Point labeling dataset excerpts:
* * *
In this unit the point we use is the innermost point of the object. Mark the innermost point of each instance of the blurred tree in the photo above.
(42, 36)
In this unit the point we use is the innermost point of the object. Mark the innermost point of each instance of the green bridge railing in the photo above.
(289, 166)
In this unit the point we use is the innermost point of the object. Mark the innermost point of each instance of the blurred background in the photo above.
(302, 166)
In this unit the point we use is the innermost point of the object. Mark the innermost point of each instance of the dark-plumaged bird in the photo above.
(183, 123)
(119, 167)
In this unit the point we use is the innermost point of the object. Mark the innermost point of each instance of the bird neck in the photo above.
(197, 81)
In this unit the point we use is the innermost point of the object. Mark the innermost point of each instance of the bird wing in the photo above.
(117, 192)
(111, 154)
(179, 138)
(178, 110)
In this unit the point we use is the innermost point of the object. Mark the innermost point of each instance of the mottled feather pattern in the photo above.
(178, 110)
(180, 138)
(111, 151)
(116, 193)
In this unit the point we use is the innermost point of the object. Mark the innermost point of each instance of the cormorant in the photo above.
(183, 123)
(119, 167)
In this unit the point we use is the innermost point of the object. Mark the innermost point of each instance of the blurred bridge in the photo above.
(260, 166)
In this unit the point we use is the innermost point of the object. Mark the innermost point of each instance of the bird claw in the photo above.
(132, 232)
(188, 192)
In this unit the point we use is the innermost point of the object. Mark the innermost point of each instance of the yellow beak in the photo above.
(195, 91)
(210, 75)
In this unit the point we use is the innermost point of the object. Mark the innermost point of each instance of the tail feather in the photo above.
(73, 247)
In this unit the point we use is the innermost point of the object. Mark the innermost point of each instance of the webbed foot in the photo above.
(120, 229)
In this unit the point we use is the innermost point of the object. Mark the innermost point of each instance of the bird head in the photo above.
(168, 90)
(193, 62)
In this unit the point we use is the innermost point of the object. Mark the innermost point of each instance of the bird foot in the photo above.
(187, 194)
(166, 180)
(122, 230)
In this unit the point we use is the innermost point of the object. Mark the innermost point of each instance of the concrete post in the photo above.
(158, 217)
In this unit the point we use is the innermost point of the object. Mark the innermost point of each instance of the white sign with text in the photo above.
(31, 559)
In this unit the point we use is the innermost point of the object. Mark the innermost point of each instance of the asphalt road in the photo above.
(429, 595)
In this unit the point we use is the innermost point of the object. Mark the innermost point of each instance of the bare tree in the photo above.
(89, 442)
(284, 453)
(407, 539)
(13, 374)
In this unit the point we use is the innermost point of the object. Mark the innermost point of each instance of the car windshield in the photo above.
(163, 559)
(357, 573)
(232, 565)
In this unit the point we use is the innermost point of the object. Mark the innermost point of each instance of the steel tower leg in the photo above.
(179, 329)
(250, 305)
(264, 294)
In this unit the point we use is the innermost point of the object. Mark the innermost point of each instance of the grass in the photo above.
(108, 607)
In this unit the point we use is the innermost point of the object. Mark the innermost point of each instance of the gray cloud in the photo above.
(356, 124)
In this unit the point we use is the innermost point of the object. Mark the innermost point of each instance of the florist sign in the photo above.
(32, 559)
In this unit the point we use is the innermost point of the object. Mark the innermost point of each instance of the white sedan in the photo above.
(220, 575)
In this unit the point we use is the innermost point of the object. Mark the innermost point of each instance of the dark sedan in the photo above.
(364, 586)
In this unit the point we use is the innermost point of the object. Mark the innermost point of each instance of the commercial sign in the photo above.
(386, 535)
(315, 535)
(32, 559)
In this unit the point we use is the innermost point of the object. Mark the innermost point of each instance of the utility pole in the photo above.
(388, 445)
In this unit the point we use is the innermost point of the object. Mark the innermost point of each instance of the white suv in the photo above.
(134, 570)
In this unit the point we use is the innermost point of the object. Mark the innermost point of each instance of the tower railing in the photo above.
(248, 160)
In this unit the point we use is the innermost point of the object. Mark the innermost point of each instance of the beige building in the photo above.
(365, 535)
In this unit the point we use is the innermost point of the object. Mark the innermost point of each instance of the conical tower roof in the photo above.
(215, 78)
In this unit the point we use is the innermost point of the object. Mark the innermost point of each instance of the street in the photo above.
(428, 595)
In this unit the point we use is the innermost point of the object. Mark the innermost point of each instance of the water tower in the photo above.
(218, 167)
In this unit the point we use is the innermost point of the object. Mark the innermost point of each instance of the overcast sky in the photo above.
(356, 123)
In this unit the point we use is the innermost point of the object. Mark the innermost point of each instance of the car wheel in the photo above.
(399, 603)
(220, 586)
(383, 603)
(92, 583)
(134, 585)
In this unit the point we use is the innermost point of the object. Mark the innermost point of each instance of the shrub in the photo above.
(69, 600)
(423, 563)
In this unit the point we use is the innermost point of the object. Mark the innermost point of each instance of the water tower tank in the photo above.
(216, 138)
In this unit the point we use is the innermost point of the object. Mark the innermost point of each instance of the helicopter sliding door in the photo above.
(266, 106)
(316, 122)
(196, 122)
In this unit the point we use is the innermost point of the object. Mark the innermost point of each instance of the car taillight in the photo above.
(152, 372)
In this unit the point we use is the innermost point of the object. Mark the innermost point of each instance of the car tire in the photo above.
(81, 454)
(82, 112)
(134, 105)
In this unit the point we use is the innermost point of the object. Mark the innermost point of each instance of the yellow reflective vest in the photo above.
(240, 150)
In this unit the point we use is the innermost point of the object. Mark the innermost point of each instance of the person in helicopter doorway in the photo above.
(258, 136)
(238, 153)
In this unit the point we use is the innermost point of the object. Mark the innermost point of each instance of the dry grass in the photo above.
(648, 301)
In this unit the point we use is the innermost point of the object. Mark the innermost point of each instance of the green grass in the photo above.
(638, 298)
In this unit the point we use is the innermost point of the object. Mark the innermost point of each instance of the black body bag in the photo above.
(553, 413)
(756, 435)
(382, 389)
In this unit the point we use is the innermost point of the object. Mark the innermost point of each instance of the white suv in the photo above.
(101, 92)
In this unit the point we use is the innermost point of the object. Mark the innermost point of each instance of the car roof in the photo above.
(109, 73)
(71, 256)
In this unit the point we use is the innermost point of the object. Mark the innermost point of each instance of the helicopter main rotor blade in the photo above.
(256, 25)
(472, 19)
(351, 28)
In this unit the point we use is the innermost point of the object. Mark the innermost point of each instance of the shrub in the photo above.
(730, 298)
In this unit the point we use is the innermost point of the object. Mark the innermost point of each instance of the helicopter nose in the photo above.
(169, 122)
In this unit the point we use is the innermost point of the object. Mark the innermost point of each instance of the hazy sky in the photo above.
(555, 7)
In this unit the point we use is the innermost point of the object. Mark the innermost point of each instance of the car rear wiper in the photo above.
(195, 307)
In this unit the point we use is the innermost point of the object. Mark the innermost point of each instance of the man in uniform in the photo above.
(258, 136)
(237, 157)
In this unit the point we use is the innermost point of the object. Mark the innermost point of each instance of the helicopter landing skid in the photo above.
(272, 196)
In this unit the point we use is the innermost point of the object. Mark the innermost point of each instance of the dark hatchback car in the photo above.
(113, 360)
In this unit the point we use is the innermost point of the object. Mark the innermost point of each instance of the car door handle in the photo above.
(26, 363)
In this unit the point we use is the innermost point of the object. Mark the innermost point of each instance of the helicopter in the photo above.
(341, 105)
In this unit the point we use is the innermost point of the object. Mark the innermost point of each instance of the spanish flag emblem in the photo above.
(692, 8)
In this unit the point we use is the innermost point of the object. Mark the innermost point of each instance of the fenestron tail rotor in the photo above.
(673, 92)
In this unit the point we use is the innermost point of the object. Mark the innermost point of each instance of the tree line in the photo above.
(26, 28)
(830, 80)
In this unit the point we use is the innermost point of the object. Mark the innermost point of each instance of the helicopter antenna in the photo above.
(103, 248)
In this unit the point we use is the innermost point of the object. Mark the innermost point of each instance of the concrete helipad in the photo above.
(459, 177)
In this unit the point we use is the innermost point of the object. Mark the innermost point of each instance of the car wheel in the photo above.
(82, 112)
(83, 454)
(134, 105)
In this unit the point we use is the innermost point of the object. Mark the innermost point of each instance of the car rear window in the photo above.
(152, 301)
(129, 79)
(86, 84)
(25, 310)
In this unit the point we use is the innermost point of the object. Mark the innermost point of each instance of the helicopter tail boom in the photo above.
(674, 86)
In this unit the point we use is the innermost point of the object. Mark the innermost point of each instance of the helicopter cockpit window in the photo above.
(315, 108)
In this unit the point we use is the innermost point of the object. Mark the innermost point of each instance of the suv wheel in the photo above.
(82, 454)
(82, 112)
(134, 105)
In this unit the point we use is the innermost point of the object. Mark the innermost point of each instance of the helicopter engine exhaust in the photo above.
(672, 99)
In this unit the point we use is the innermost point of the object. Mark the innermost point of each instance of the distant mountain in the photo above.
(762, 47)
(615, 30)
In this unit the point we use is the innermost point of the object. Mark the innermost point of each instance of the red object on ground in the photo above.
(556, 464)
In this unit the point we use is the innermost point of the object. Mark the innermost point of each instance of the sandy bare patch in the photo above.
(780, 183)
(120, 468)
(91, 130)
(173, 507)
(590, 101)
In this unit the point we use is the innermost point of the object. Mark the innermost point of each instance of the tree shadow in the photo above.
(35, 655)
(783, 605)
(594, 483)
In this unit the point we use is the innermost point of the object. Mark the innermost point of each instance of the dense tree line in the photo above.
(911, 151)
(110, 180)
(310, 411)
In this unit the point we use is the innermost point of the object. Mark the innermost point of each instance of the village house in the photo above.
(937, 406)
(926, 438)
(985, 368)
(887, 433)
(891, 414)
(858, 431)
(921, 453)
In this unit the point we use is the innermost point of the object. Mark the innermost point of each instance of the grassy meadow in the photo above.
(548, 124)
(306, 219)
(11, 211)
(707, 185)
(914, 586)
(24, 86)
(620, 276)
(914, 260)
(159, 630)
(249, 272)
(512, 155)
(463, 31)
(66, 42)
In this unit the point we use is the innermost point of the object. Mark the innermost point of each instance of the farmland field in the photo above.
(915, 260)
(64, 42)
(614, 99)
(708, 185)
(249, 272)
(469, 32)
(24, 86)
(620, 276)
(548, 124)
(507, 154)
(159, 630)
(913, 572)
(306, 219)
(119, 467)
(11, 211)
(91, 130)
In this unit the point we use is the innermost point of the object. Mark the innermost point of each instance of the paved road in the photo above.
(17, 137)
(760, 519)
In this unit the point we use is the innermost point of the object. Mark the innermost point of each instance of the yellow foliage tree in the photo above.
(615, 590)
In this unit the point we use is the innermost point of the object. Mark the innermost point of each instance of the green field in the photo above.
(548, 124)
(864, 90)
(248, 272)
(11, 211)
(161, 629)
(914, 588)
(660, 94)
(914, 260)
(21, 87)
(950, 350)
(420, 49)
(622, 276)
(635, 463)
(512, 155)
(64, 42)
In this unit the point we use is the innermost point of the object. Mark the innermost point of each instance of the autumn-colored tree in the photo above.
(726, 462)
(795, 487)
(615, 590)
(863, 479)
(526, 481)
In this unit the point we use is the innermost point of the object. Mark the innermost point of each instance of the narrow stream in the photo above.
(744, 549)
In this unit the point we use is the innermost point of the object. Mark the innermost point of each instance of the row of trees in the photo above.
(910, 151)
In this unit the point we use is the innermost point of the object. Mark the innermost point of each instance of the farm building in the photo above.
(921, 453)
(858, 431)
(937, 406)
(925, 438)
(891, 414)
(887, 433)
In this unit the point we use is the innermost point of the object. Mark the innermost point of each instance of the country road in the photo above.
* * *
▶ _TASK_
Pull out every line from the one with "stream in the photo above." to the end of the listing, and output only those.

▶ _TASK RESULT_
In this unit the point we use is the innermost point of the object. Mark the innermost point of each instance of the narrow stream in the photo above.
(744, 549)
In this unit the point we use is the innermost point of the object. Mark the innermost point of each instance of the row of trees in the photo above.
(910, 151)
In this unit the point we use is the innermost point of the object. Mark the innermost point of each instance of the farm building in the photo above.
(921, 453)
(858, 431)
(937, 406)
(925, 438)
(891, 414)
(887, 433)
In this unit the point we use is the innermost point of the object. Mark the innermost point of each instance of the country road in the photo above.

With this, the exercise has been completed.